仏教説話が広く庶民に伝播した歴史のなかで重要な役割を果たした「絵解き」。厳粛な宗教空間のなかで、心静かに向き合うためのものと考えられがちな仏教絵画だが、絵解きには大衆の娯楽としてのちの芸能文化へとつながる要素もあった。本展では、絵解きにまつわる多くの作品や資料の展示を通じて、仏教伝来以降に絵解きが果たした役割から、現代に息づく絵解き文化までをも伝える。
幼い頃、いたずらをして「そんなことをするとバチが当たるよ!」と叱られた経験がある方も少なくないはず。かつて、人々の暮らしのなかに仏教の教えが浸透していたことを象徴する風景だ。
仏教誕生の物語や、その教えから生まれた説話の数々は様々な文物によって残され、受け継がれてきた。しかし、その多くは貴族や知識層に向けた難解な経典や曼荼羅など。その内容は庶民に対してはどのように語り継がれてきたのだろうか。
「その方法の一つが絵解きなんです」と話すのは本展の主担当である石川知彦教授だ。
絵解きとは、仏教絵画を用いた布教活動のこと。僧侶らが寺院や路上などで仏画を広げ、その内容を民衆に向けて説いたこともあった。
「現代に例えるなら紙芝居が近いでしょうか。近世から中世にかけて発展した絵解きの文化は、布教を目的としながらも、エンターテイメント性の高い内容でもあったんです」
----
**取り組む課題**
**A.** 本文で鉤括弧に入れて引用されている発言を、すべて本文どおりに書き写してください。
**B.** 本文によると、本展の主担当を務めているのは誰ですか。
この後に続く項目は、本文とは別の資料です。
----
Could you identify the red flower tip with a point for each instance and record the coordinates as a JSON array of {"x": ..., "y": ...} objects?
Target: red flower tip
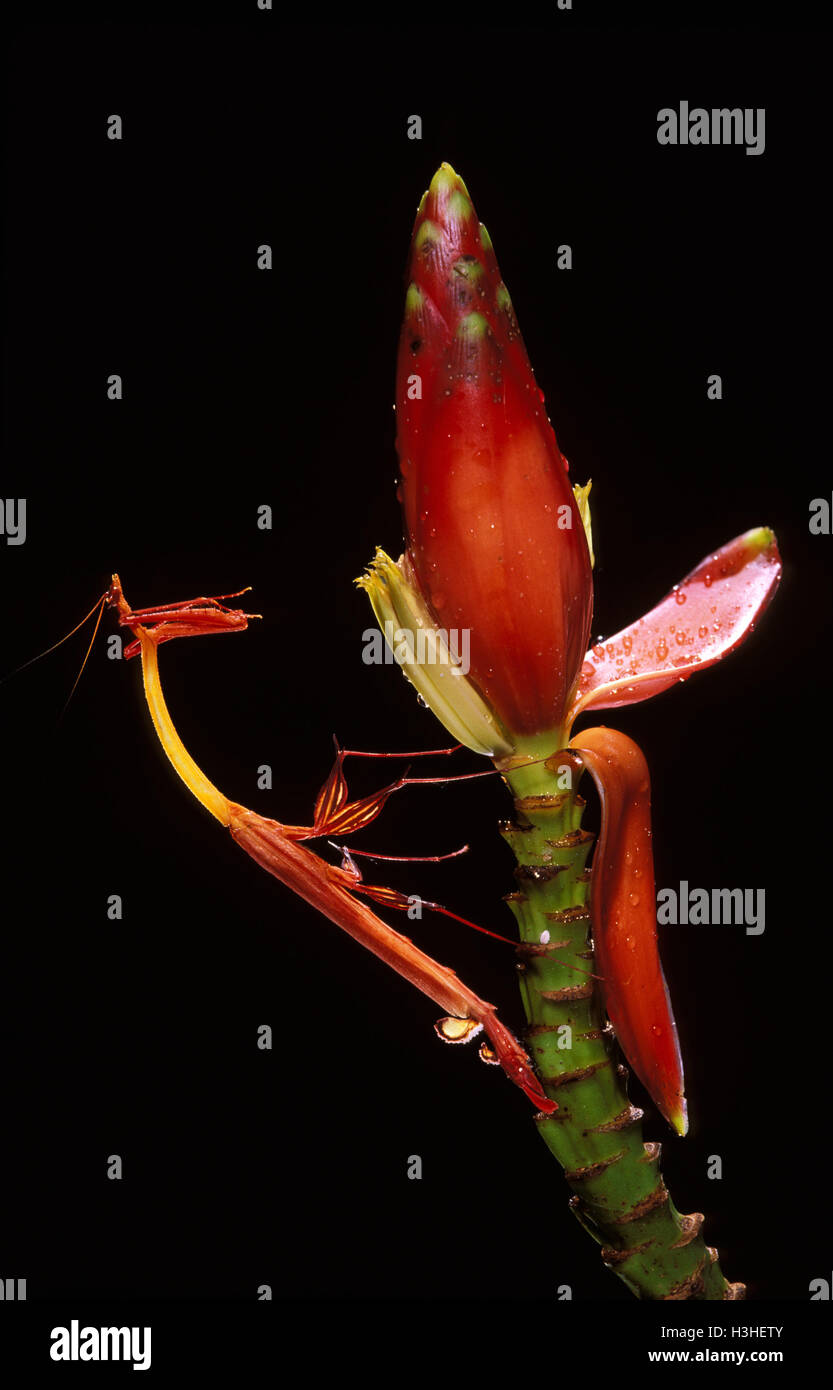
[{"x": 494, "y": 534}]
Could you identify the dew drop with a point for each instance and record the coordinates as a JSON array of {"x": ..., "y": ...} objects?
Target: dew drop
[{"x": 456, "y": 1030}]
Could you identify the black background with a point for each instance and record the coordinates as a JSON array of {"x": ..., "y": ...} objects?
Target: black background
[{"x": 242, "y": 388}]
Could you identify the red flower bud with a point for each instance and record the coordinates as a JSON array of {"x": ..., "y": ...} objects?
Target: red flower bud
[{"x": 494, "y": 534}]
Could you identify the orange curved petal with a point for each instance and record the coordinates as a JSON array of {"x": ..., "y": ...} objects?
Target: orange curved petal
[
  {"x": 704, "y": 617},
  {"x": 623, "y": 912}
]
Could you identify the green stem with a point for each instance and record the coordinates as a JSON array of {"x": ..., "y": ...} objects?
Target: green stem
[{"x": 595, "y": 1133}]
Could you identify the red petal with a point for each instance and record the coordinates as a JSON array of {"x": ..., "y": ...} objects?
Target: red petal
[
  {"x": 698, "y": 623},
  {"x": 623, "y": 912}
]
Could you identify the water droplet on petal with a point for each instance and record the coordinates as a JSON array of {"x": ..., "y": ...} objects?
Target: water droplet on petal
[{"x": 456, "y": 1030}]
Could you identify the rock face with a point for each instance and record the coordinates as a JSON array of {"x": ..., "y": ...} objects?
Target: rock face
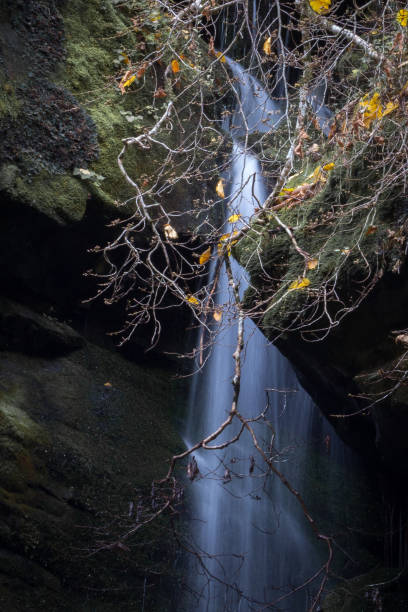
----
**課題別の解答**
**A.**
・「そんなことをするとバチが当たるよ!」
・「その方法の一つが絵解きなんです」
・「現代に例えるなら紙芝居が近いでしょうか。近世から中世にかけて発展した絵解きの文化は、布教を目的としながらも、エンターテイメント性の高い内容でもあったんです」

**B.** 石川知彦教授です。